Stored data entries:
★ ★ ★ ★ ★ ★ ★

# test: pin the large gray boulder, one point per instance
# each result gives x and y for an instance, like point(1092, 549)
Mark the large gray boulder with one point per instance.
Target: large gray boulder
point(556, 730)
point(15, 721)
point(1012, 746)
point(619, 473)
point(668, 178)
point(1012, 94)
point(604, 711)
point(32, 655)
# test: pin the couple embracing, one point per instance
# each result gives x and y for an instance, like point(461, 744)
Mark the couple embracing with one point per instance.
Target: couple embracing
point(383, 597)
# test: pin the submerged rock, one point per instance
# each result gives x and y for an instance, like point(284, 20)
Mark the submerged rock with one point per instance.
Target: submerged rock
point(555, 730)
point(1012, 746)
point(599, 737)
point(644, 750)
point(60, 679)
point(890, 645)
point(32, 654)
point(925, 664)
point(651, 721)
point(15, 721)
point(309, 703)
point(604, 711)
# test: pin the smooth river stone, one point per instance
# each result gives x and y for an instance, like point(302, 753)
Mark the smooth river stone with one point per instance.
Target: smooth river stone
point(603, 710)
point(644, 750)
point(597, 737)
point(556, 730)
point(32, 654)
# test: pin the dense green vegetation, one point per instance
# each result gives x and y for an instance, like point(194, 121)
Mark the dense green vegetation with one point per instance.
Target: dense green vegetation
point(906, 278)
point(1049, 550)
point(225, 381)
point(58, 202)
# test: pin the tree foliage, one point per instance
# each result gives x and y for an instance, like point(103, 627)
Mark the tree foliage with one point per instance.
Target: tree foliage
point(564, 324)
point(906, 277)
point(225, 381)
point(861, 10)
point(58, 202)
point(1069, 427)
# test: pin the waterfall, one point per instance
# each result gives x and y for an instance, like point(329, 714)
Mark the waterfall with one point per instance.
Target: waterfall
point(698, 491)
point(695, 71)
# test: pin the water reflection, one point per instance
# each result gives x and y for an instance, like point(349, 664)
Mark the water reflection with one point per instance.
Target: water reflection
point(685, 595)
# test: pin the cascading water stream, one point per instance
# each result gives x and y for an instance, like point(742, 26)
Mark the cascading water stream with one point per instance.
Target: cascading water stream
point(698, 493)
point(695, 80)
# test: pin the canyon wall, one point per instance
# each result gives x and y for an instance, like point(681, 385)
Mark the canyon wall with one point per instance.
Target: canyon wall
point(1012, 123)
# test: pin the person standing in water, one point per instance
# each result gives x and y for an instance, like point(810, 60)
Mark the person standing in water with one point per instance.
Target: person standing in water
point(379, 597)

★ ★ ★ ★ ★ ★ ★

#### Exercise directions
Return all lines of the data in which the string "test" appears.

#### Response area
# test: pin the large gray boulder, one point per instance
# test: pin the couple embracing, one point per instance
# test: pin the submerged rock, one point per instance
# test: pin the smooth river stone, one point per instance
# test: pin the dense green vegetation, one point per instance
# test: pin the tree foliage, one point per instance
# test: pin the waterfall, one point per instance
# test: pin the water reflection, one point per instance
# test: pin the cascading water stream, one point per instance
# test: pin the canyon wall, one point per instance
# test: pin the person standing in water, one point per instance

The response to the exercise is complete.